▶ **WHAT YOU WILL DO**: List every taxon that appears in Table 3 of the passage on gut taxa and BMI below.

Table 3. Significant taxa associated with BMI via Kruskal-Wallis test.

FDR multiple comparison correction used. Only taxa with at least 0.5% relative abundance in at least one of the BMI categories were included.

Study Taxa Obese mean Normal Mean p-value
Zupancic Faecalibacterium prausnitzii 0.031914894 0.0447 0.023
Turnbaugh Megasphaera [sp] 0.006372549 3.13 × 10-5 0.004
Yatsunenko Clostridiaceae 0.00214 0.005011236 0.022

Application of supervised learning (a form of machine learning where each sample is placed into a category that is used to create a training data set) with the random forest algorithm [31], i.e. decision trees based upon features, such as abundance of particular taxa, were used to build a model for placement of samples into categories for each study (across multiple levels of taxa, from phylum to the OTU level) for the normal and obese BMI categories. These had limited predictive power over random guessing (data not shown) using the QIIME supervised_learning.py script with default settings. Previous work [9] showed that one was able to classify the samples from the Turnbaugh dataset [8] into lean or obese subjects with the highest accuracies when clustering was done at lower thresholds than the standard 97% OTU threshold (the optimal threshold was ∼82%). To replicate this approach, we clustered the demultiplexed sequence data using the pick_otus.py script utilizing UCLUST [4] v1.2.22q as the algorithm, and specified an identity of clustering of 0.600 to 0.995 in 0.05 % increments, which is a finer gradation but includes the original percent identities utilized by Knights [9]. These analyses revealed that the current implementation of supervised learning in QIIME has an important limitation for datasets which have categories whose composition are highly similar, such as lean and obese humans: the classifier is quite sensitive to disparities in the sample sizes, as shown below. The Turnbaugh data were evenly sampled at 1000 sequences per sample, and processed with QIIME's supervised_learning.py (which uses random forests as its method) using 10× cross-fold validation for error estimation. Predicted error ratios are shown below in Figure 7, which show far better results for an even subset of the data matching the samples utilized originally by Knights (61 lean samples and 61 obese samples, identified in Appendix A), and marginally better results for a random subset (30 lean versus 30 obese samples randomly chosen 10× for each percent identity, with the average error ratio plotted) versus the entirety of the data (61 lean samples versus 196 obese samples).

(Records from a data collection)

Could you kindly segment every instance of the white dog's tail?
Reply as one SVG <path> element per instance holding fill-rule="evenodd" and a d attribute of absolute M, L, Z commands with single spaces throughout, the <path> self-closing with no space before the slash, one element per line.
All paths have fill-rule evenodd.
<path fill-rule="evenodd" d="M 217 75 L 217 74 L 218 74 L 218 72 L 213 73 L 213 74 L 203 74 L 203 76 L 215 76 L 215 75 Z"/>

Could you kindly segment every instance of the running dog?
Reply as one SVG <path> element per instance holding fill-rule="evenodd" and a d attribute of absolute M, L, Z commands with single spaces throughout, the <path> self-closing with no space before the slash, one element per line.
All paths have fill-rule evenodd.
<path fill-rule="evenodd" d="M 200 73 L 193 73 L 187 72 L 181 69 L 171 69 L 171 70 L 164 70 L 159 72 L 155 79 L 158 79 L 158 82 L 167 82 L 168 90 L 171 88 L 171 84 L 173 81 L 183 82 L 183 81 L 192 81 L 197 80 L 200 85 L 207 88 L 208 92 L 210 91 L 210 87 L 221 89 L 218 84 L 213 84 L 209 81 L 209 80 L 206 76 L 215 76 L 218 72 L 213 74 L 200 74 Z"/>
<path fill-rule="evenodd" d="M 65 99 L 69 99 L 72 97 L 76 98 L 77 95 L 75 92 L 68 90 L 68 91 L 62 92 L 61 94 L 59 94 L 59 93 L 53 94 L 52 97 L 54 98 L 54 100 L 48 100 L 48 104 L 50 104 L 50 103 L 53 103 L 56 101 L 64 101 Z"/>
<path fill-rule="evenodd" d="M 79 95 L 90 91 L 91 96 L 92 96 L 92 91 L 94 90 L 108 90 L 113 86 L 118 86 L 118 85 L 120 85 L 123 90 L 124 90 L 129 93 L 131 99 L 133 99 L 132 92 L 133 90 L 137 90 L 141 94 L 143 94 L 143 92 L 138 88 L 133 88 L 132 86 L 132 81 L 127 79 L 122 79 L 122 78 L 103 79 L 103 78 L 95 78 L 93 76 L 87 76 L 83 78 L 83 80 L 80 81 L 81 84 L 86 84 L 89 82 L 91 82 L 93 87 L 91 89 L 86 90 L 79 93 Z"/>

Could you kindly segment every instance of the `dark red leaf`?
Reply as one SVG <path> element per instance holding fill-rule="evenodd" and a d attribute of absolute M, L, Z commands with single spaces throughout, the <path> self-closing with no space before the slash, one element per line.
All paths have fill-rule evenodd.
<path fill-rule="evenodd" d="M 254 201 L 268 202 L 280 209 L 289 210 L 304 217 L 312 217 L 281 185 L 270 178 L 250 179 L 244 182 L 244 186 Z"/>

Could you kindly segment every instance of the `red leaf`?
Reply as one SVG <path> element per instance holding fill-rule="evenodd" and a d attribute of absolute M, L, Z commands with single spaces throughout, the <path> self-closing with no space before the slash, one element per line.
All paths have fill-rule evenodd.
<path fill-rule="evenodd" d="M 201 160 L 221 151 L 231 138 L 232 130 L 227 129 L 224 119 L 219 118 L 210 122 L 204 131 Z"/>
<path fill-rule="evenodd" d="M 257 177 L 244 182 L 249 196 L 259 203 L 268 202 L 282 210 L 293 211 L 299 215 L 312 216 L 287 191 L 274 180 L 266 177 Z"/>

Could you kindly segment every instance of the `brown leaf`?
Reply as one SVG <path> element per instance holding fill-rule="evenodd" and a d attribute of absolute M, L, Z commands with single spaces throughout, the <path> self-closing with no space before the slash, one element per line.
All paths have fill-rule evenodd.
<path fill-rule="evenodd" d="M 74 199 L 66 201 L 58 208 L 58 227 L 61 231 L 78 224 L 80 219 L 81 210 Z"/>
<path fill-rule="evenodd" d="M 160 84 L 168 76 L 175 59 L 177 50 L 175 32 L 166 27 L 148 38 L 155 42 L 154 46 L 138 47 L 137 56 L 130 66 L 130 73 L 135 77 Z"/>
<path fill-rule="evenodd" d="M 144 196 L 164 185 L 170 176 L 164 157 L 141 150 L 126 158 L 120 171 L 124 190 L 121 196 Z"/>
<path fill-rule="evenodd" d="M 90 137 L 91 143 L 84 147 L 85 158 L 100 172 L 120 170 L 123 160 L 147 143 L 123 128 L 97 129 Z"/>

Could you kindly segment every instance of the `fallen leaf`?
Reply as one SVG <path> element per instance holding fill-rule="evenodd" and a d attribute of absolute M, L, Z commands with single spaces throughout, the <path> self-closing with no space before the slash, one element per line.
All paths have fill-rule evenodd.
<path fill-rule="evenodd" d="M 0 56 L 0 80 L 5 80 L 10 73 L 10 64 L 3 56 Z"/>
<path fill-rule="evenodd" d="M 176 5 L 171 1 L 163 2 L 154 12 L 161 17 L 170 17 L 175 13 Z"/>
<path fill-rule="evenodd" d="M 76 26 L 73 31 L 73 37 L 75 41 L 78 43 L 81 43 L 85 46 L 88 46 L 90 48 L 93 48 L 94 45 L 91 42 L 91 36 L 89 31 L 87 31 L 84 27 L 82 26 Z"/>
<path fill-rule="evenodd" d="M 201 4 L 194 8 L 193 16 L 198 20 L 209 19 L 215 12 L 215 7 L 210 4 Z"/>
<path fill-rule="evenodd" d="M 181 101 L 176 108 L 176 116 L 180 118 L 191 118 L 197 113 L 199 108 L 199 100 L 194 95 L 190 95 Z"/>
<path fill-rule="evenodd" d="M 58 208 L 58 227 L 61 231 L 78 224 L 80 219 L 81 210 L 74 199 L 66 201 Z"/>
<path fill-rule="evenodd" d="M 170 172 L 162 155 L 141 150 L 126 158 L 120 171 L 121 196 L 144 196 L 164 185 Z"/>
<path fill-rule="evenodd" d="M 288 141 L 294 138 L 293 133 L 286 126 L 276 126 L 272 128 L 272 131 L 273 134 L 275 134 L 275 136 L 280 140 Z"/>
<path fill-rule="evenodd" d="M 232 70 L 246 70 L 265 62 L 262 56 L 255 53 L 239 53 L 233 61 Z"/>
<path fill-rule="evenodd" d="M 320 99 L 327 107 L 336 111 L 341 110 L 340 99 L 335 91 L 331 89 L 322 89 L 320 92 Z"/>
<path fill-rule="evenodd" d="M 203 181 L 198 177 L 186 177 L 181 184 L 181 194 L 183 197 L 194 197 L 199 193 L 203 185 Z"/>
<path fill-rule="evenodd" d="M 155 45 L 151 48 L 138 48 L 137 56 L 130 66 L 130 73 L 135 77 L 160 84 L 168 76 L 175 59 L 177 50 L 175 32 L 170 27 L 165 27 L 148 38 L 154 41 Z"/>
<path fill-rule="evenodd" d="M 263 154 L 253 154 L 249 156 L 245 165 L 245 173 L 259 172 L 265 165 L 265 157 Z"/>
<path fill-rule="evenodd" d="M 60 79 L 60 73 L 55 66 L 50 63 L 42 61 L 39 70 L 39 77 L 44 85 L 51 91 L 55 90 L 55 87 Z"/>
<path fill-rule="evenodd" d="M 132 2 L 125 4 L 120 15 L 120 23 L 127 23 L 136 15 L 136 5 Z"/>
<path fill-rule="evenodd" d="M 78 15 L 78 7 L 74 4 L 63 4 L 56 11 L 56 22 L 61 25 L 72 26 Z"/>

▶ **ANSWER SPACE**:
Faecalibacterium prausnitzii
Megasphaera [sp]
Clostridiaceae